Count the lines in the entries below that contain the word "mountain", treating case as significant, and give only that number.

───── MATERIAL FOR THIS TASK

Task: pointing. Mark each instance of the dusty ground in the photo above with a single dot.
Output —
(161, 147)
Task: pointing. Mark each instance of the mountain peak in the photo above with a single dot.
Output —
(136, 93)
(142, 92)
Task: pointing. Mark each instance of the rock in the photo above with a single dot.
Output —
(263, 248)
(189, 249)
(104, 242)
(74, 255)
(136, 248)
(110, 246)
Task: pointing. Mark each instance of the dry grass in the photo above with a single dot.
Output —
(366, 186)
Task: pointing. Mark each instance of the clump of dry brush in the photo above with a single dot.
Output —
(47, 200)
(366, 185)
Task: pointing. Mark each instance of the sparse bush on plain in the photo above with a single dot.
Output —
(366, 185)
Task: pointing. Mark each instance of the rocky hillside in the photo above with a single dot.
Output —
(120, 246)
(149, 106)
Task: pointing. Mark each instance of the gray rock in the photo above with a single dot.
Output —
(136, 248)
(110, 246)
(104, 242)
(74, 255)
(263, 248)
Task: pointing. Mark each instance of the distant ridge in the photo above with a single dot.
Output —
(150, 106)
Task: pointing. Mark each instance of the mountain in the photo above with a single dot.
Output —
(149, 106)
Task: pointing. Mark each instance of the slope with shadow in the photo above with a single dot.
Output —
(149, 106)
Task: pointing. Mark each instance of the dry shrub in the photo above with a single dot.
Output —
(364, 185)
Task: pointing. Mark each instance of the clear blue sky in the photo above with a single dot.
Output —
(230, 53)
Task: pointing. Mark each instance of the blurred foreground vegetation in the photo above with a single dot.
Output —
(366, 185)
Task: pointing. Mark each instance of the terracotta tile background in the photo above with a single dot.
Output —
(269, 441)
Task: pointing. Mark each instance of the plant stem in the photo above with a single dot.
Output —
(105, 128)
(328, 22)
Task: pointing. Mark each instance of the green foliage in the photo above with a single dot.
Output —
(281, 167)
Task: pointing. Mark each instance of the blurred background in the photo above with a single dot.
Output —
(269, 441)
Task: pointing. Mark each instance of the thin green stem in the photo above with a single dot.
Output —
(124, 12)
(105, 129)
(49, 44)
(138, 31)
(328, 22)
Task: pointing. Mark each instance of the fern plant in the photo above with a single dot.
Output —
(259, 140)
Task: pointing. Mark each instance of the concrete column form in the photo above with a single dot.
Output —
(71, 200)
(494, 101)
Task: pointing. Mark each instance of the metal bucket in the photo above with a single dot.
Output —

──────────
───── MATERIAL FOR THIS TASK

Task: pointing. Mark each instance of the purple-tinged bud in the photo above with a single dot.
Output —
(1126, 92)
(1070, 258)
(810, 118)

──────────
───── MATERIAL FOR THIS TASK

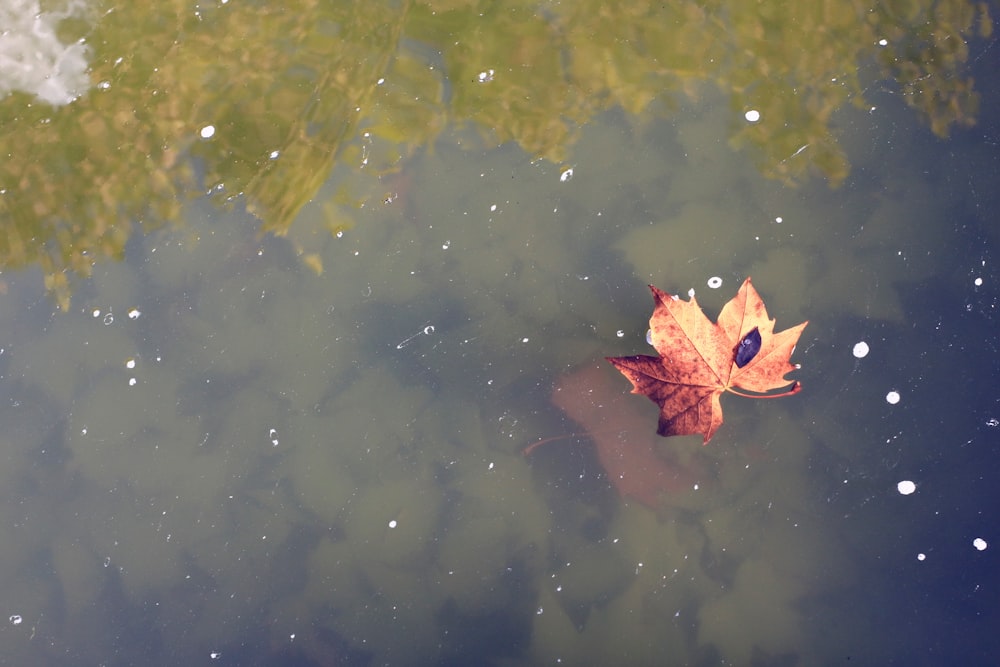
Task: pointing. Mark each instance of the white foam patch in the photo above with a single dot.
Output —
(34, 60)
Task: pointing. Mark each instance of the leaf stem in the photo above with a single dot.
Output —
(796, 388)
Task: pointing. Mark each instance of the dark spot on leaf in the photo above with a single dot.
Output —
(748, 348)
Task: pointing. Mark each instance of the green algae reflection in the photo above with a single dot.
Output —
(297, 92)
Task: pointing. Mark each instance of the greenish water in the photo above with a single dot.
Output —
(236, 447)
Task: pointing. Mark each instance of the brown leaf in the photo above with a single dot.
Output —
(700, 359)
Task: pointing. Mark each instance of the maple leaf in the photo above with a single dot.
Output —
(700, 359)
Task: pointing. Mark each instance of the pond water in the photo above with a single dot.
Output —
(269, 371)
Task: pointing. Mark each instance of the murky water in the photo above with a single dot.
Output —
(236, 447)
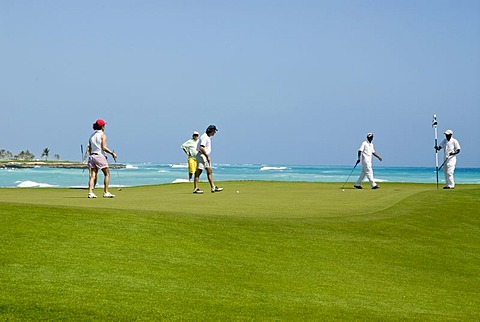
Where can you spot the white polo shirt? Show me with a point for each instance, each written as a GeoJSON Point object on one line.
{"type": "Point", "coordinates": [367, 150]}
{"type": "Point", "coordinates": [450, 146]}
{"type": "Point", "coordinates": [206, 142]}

──────────

TASK RESPONSE: 2